Understanding Ferrite and Stress-Corrosion Cracking in Stainless Steels

The presence of ferrite in stainless steels can significantly influence their resistance to stress-corrosion cracking (SCC). While nominally austenitic stainless steels may contain some ferrite that helps block cracks, this effect is often negligible for worked steels, which typically lack sufficient ferrite. In contrast, castings of equivalent steels may retain non-equilibrium structures with up to 13% ferrite due to incomplete peritectic reactions. This ferritic phase can provide a useful degree of protection against SCC, a critical consideration for engineers and manufacturers.

Duplex stainless steels are specifically designed to contain both austenite and ferrite, regardless of whether they are cast or wrought. This unique composition grants them enhanced resistance to SCC compared to their purely austenitic counterparts. However, the relationship between the composition of austenitic stainless steels and their susceptibility to SCC is not entirely clear. Although high levels of nickel and chromium are known to improve resistance, the impact of other alloying elements, such as molybdenum and carbon, remains inconsistent, possibly due to complex interactions among various alloy components.

The mechanisms behind stress-corrosion cracking involve both electrochemical and mechanical contributions. The process typically unfolds in two stages: induction and crack propagation. During the induction phase, the passive film on the metal surface undergoes local breakdown, establishing active/passive cells that facilitate electrochemical reactions. The initiation of cracks is often associated with transgranular features of the austenite grains rather than their boundaries, which is a common consideration in aluminum alloys.

As cracks propagate, they can follow crystallographic planes but do so inconsistently. Two main perspectives exist regarding the propagation mechanism. One viewpoint suggests that cracks are driven by electrochemical dissolution, while the mechanical aspect maintains the crack in an active state, preventing re-passivation of the metal. Conversely, another perspective posits that mechanical tension separates the metal, while electrochemical activity sharpens the crack tip when it becomes blunted. Both explanations may hold validity, highlighting the complex nature of SCC.

* Assigned task:
Answer these questions from the text on ferrite and stress-corrosion cracking:
(a) Up to what percentage of ferrite can castings retain?
(b) High levels of which two elements are known to improve resistance to SCC?
(c) What are the two stages in which the cracking process typically unfolds?
The records have nothing to do with the text on ferrite and stress-corrosion cracking.

* Data supplied:
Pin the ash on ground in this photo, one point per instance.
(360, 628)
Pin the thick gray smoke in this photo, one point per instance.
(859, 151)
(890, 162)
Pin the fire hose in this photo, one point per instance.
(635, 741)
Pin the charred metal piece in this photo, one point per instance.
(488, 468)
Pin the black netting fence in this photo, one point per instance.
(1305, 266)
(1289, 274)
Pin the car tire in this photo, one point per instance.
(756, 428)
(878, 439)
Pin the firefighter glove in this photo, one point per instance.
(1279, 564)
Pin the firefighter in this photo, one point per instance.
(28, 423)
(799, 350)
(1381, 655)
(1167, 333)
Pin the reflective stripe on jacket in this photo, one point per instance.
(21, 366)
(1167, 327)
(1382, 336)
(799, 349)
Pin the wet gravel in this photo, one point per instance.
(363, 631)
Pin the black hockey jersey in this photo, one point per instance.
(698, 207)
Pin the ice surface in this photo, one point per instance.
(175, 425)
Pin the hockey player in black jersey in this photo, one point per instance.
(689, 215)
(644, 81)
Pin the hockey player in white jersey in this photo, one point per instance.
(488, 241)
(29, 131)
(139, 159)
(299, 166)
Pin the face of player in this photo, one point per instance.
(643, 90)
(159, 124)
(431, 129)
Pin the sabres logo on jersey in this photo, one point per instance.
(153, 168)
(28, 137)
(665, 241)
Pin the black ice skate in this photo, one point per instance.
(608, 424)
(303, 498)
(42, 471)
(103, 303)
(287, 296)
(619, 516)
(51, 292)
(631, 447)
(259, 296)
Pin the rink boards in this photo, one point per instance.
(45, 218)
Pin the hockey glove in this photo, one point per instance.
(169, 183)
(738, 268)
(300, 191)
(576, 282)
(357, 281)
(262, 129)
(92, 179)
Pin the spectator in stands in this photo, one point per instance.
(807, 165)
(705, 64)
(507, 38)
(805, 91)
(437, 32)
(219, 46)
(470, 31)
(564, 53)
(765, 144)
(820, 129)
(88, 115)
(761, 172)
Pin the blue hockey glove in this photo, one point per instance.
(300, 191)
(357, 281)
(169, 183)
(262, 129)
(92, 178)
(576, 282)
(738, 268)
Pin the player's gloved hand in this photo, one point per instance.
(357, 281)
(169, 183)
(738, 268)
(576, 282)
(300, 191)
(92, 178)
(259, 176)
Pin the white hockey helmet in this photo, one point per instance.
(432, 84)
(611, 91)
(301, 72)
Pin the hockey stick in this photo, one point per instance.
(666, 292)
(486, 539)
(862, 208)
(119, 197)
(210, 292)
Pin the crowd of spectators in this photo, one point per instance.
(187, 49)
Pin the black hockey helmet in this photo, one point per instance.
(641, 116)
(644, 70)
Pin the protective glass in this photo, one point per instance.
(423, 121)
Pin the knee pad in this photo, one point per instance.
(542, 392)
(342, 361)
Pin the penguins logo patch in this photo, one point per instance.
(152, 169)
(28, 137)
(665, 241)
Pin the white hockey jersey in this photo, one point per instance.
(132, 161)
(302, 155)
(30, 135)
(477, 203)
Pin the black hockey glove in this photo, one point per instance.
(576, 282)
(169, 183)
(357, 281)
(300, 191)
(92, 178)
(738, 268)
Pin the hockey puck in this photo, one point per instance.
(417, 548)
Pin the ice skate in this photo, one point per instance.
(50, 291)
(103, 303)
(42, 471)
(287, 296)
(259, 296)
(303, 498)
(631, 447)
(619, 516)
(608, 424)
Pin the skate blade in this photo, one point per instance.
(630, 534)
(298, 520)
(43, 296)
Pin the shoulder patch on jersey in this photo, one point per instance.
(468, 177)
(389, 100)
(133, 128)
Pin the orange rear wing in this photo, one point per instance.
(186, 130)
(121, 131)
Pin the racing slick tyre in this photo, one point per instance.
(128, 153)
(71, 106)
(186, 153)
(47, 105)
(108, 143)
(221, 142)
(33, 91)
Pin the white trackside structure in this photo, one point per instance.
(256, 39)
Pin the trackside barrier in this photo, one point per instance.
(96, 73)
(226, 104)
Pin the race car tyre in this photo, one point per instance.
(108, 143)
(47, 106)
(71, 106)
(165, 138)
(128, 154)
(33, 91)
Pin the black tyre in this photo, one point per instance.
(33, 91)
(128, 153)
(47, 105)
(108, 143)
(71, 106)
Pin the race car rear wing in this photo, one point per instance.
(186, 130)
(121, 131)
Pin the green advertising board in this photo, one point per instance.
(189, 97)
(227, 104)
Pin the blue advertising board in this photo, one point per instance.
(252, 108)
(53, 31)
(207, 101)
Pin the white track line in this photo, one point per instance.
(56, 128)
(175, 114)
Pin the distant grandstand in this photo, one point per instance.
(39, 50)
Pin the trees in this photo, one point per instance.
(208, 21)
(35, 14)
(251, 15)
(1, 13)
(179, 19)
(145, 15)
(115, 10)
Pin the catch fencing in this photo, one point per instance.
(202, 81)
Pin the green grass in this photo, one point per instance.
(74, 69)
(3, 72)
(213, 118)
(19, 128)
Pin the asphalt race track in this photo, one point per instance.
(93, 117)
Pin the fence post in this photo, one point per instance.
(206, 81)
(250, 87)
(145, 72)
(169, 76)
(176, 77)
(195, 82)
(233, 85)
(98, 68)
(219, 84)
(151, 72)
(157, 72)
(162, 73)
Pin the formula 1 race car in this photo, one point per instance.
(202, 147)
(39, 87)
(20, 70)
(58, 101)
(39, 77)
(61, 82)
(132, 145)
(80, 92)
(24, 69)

* Exercise solution:
(a) Up to 13%.
(b) Nickel and chromium.
(c) Induction and crack propagation.